### [Exercise requirements]
Whenever the string "jacket" turns up in a line of the data below, copy that line.

### [Dataset entries]
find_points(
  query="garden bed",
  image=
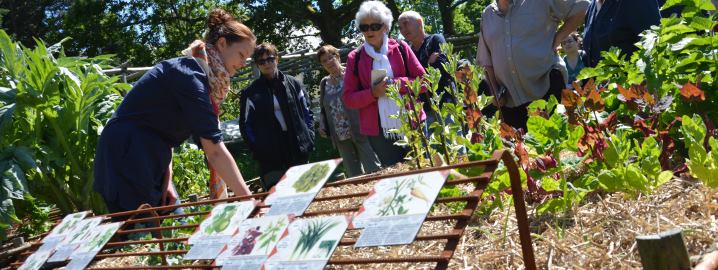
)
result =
(599, 234)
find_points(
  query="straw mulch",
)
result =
(600, 234)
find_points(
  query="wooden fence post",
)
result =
(663, 251)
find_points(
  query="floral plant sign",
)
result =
(297, 188)
(216, 231)
(87, 250)
(257, 237)
(396, 208)
(308, 244)
(75, 238)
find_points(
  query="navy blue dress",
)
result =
(165, 107)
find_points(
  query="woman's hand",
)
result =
(222, 161)
(169, 194)
(323, 133)
(379, 89)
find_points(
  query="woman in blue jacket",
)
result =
(176, 99)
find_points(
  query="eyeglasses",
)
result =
(568, 41)
(373, 27)
(261, 62)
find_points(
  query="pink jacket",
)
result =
(357, 91)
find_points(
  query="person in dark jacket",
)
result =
(614, 23)
(176, 99)
(275, 119)
(427, 48)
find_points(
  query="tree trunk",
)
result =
(447, 16)
(329, 33)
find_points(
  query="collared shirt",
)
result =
(519, 45)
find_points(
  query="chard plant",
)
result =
(412, 128)
(703, 160)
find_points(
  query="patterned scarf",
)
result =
(211, 62)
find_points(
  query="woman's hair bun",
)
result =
(218, 17)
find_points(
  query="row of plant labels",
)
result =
(281, 238)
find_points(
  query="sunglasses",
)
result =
(568, 41)
(265, 60)
(372, 27)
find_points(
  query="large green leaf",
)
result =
(14, 184)
(6, 113)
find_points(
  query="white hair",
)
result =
(411, 15)
(375, 9)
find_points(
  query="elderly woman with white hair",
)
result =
(379, 52)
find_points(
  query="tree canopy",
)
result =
(142, 32)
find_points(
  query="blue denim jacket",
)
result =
(617, 24)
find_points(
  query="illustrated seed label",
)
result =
(396, 208)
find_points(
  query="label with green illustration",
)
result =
(308, 244)
(78, 235)
(35, 261)
(256, 239)
(296, 190)
(396, 208)
(224, 220)
(216, 231)
(93, 243)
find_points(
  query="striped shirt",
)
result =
(519, 45)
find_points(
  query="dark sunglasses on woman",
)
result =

### [Exercise response]
  query="woman in blue jacket",
  query="pink jacket",
  query="person in dark jacket",
  query="blue denim jacket",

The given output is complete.